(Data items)
-=-=-=-=-
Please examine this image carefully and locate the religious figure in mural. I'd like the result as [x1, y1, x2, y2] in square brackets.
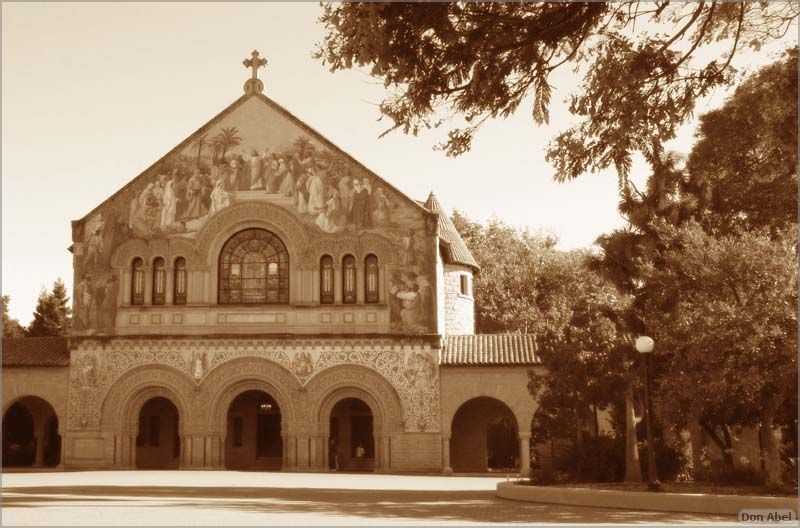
[74, 273, 92, 329]
[306, 168, 325, 217]
[247, 149, 264, 191]
[77, 354, 97, 389]
[292, 351, 314, 378]
[73, 113, 434, 332]
[372, 187, 391, 227]
[192, 350, 207, 380]
[161, 178, 178, 229]
[404, 352, 436, 391]
[84, 220, 103, 269]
-=-=-=-=-
Extract every line of text from the data above word for word, leaving the pictures out of your answer.

Please examine this image carefully and locate the religious figure in mural. I'd like the result as [x1, y1, x2, y2] in square brackets.
[74, 273, 92, 329]
[306, 168, 325, 217]
[247, 149, 264, 191]
[77, 354, 97, 389]
[292, 351, 314, 378]
[73, 113, 434, 332]
[372, 187, 391, 227]
[192, 350, 207, 380]
[161, 178, 178, 229]
[404, 352, 436, 391]
[84, 220, 103, 269]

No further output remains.